## Work to do
Reproduce every one of the following rows word for word.
================
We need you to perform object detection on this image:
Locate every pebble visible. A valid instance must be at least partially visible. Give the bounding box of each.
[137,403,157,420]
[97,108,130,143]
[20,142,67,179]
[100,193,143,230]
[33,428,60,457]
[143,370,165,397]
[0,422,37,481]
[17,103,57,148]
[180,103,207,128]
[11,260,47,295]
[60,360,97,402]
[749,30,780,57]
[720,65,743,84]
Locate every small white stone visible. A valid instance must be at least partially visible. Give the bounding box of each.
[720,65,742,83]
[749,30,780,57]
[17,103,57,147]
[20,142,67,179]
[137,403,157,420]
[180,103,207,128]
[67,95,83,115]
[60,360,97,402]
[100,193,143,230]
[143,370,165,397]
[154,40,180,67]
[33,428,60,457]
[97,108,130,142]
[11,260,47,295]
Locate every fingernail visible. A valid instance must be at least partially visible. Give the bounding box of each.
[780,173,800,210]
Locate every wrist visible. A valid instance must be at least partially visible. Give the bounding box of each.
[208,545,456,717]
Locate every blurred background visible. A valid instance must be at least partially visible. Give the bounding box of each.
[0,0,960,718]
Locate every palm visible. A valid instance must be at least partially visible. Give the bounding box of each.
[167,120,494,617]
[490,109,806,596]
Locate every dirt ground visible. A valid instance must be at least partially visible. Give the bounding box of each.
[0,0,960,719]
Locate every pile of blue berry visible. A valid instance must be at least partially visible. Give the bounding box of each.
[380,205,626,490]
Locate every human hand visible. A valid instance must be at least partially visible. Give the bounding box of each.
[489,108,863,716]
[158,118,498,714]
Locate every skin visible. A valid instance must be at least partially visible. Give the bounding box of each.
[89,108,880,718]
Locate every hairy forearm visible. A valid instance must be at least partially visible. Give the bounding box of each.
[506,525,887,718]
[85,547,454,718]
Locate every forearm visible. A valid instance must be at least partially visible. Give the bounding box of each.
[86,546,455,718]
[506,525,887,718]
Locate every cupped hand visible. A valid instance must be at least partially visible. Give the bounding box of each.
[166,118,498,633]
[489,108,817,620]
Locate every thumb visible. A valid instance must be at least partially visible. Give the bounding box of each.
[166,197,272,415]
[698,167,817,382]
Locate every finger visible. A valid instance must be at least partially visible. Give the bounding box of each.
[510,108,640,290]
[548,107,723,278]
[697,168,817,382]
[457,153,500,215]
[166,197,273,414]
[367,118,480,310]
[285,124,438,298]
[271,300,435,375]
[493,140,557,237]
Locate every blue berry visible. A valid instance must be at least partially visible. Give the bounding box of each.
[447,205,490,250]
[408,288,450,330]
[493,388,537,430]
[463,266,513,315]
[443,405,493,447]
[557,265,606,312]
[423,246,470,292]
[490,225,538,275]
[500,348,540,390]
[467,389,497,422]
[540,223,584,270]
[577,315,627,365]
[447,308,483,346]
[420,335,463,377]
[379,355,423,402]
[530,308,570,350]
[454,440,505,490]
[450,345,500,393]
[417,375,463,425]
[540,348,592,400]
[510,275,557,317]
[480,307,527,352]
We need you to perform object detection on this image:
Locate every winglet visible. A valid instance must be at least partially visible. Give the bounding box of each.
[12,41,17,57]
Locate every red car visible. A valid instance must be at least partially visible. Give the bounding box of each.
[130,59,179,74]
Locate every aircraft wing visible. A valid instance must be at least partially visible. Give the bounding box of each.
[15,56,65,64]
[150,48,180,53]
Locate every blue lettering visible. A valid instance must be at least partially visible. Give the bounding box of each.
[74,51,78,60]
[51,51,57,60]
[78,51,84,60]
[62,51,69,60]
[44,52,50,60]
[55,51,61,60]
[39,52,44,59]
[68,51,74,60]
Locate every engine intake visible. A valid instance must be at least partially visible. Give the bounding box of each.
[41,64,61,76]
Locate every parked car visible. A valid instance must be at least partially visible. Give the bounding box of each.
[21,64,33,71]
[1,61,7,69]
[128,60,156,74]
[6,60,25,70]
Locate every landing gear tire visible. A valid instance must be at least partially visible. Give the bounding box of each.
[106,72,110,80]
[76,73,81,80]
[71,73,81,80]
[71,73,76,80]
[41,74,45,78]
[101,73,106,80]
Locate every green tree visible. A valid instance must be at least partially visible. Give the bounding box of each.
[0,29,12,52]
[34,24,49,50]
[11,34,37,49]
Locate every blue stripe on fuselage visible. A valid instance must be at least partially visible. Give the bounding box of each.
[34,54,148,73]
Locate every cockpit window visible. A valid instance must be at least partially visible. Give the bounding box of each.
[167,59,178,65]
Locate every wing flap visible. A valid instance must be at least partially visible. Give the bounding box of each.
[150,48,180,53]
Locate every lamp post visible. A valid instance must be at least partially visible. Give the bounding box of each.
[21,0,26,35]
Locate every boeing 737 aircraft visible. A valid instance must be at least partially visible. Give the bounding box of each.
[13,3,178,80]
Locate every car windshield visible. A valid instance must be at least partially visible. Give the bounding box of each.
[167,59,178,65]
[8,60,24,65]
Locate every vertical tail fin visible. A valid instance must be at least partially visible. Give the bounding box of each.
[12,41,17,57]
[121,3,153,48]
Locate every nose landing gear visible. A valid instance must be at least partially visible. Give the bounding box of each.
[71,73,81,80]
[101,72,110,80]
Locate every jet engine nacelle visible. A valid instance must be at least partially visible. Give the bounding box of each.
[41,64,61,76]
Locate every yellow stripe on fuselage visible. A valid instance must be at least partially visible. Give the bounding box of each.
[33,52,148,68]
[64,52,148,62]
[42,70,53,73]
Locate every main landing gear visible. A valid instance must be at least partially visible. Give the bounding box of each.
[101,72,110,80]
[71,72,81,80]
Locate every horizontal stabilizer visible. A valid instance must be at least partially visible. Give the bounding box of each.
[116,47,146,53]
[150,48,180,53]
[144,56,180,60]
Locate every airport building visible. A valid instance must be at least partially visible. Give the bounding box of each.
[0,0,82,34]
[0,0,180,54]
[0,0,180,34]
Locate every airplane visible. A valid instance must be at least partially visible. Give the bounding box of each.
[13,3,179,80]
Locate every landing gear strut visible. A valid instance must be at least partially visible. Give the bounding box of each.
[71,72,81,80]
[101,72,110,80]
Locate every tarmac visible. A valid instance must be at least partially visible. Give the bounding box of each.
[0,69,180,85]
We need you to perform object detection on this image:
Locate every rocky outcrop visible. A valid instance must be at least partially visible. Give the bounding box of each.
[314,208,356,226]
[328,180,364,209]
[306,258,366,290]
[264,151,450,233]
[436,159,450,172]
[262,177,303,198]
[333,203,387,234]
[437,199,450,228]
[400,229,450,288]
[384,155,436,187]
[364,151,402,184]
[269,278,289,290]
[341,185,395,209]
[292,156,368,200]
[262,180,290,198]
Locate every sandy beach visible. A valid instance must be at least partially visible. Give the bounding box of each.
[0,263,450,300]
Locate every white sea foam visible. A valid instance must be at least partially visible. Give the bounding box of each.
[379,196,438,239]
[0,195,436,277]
================
## Complete response
We need you to perform object detection on this image:
Locate every pebble visible. A valid instance must be at least partially visible. Give the bounding box of each.
[137,403,157,420]
[97,108,130,143]
[20,142,67,179]
[100,193,143,230]
[33,428,60,457]
[143,370,165,397]
[0,422,37,481]
[17,103,57,148]
[180,103,207,128]
[11,260,47,295]
[60,360,97,402]
[749,30,780,57]
[720,65,743,84]
Locate every small white stone visible. A valid instance must be at least partially visible. Give the bounding box of each.
[720,65,742,83]
[749,30,780,57]
[17,103,57,147]
[20,142,67,179]
[137,403,157,420]
[180,103,207,128]
[67,95,83,115]
[60,360,97,402]
[100,193,143,230]
[143,370,165,397]
[154,40,180,67]
[33,428,60,457]
[97,108,130,142]
[11,260,47,295]
Locate every fingernail visible. A valid instance must be at least partially visible. Give the bounding box of each.
[780,173,800,210]
Locate every wrist visible. A valid instance must be at least partially visible. Give the bounding box of each.
[208,545,456,717]
Locate every blurred background visible. A valid instance must be at least partially visible. Give the bounding box of each.
[0,0,960,718]
Locate every palm visible. A valid instance must be at least partially visible. Give the bounding box of each.
[167,120,494,617]
[490,109,806,596]
Locate every dirt ground visible. A valid instance must be at least partially visible. Give the bounding box of each.
[0,0,960,719]
Locate every pile of blue berry visible. A valid instance must be at least partially visible. Give the bounding box of each.
[380,205,626,490]
Locate every human hand visible. A valid instance must be at least partially visible. Give the bounding box of each.
[489,108,863,716]
[158,118,498,714]
Locate every skin visible. A valid instance must be at least partially visible. Give the bounding box of each.
[89,108,880,718]
Locate every hairy forearm visible. A valid instance must be at least partially visible. Give the bounding box of each.
[506,525,887,718]
[85,547,454,718]
Locate every forearm visible. A valid instance must be at least partially visible. Give the bounding box of each.
[86,546,455,718]
[506,525,887,718]
Locate every cupped hand visible. A valid instance must be at least partially visible. Give the bounding box of each.
[166,118,498,633]
[489,108,817,620]
Locate every thumb visible. A valid instance must be at least partially visible. Give the bounding box of each.
[166,197,272,415]
[698,167,817,382]
Locate every finger visible. A valid instance must be at least partially visible. Give the bounding box of each.
[510,108,640,290]
[548,107,723,278]
[697,168,817,382]
[457,153,500,215]
[166,197,273,414]
[367,118,480,310]
[285,124,438,298]
[271,300,435,375]
[493,140,557,237]
Locate every blue berry visible. A valid instance must be at least partially visible. Give the bounding box of each.
[447,205,490,250]
[408,288,450,330]
[493,388,537,430]
[463,266,513,315]
[443,405,493,447]
[557,265,606,312]
[423,246,470,292]
[490,225,538,275]
[500,348,540,390]
[467,389,497,422]
[540,223,584,270]
[577,315,627,365]
[447,308,483,346]
[420,335,463,377]
[379,355,423,402]
[530,308,570,350]
[454,440,505,490]
[450,345,500,393]
[417,375,463,425]
[540,348,592,400]
[510,275,557,317]
[480,307,527,352]
We need you to perform object detection on this image:
Locate every winglet visible. A valid instance must be at least partially visible. Give the bounding box of each.
[12,41,17,57]
Locate every red car visible. A valid instance must be at least partially visible. Give the bounding box of each.
[130,59,179,74]
Locate every aircraft wing visible. A valid instance must be at least partially visible. Give the bounding box of each.
[15,56,65,64]
[150,48,180,53]
Locate every blue lettering visible. A valid instance must be at least partially visible. Give the bounding box of each.
[74,51,78,60]
[51,51,57,60]
[78,51,84,60]
[62,51,69,60]
[44,52,50,60]
[55,51,61,60]
[39,52,44,59]
[68,51,74,60]
Locate every engine intake visible. A valid instance must be at least partially visible. Give the bounding box of each.
[41,64,61,76]
Locate every parked car visible. A valid instance must be at least partially visible. Give the bounding box of each.
[21,64,33,71]
[1,61,7,69]
[128,60,156,74]
[6,60,25,70]
Locate every landing gear tire visible. A valid instance must be at least partially visible. Give the bounding box of each.
[106,72,110,80]
[76,73,81,80]
[71,73,81,80]
[71,73,76,80]
[41,74,45,78]
[101,73,106,80]
Locate every green tree visible. A valid instance must be at least partially visible. Give the bounding box of each.
[0,29,12,52]
[34,24,49,50]
[11,34,37,49]
Locate every blue stripe on fuselage visible. A valid instance must be at least partially visible. Give the bounding box of each.
[34,54,148,73]
Locate every cockpit window visible. A valid instance must be at least partially visible. Give the bounding box of each.
[167,59,178,65]
Locate every wing flap visible. A valid instance must be at least partially visible. Give the bounding box of each.
[150,48,180,53]
Locate every lamp post visible. A valid instance must be at least partially visible. Give the bounding box of each.
[21,0,26,35]
Locate every boeing 737 aircraft visible. A valid instance must be at least partially visible. Give the bounding box of each.
[13,3,178,80]
Locate every car windshield visible. A valid instance must be at least partially visible. Give the bounding box of each.
[167,59,178,65]
[8,60,24,65]
Locate every vertical tail fin visible. A valid instance must be at least partially visible. Give the bounding box of each.
[12,41,17,57]
[121,3,153,48]
Locate every nose landing gear visible. A valid instance must be at least partially visible. Give the bounding box of each.
[71,73,81,80]
[101,72,110,80]
Locate every jet engine nacelle visible. A valid instance must be at least partially visible. Give the bounding box of each.
[41,64,61,76]
Locate every yellow stripe on fuselage visible. A valid instance must be at least partially visible. Give the bounding box of each.
[33,52,148,68]
[64,52,148,62]
[42,70,53,73]
Locate every main landing gear visible. A valid instance must be at least partially visible. Give the bounding box of each.
[101,72,110,80]
[71,72,81,80]
Locate every horizontal stabilizer visible. A valid instance must be at least partially visible. Give the bounding box of each.
[116,47,146,53]
[150,48,180,53]
[144,56,180,60]
Locate every airport building visible. A valid instance must be at least partially visible. Give the bounding box of each.
[0,0,82,34]
[0,0,180,54]
[0,0,180,34]
Locate every airplane visible. A valid instance must be at least partially visible. Give the bounding box of each.
[13,3,179,80]
Locate every landing gear strut visible. A valid instance must be at least partially visible. Give the bounding box of each.
[71,72,81,80]
[101,72,110,80]
Locate every tarmac visible. A valid instance must be at least partially visible. Give the bounding box of each.
[0,69,180,85]
We need you to perform object detection on this image:
Locate every rocky outcrop visible. A valid instance must be at least partially visible. Give the bounding box of each.
[314,208,356,226]
[328,180,364,209]
[306,258,366,290]
[264,151,450,233]
[436,159,450,172]
[262,177,303,198]
[333,203,387,234]
[437,199,450,228]
[400,229,450,288]
[384,155,436,187]
[364,151,402,184]
[269,278,289,290]
[341,185,395,209]
[292,156,368,200]
[262,180,290,198]
Locate every sandy beach visible. A valid instance must be at least partially visible. Give the bounding box of each.
[0,263,450,300]
Locate every white sea foam visible. A valid instance must be at least partially visible. Give the bounding box of each.
[379,196,438,239]
[0,195,436,277]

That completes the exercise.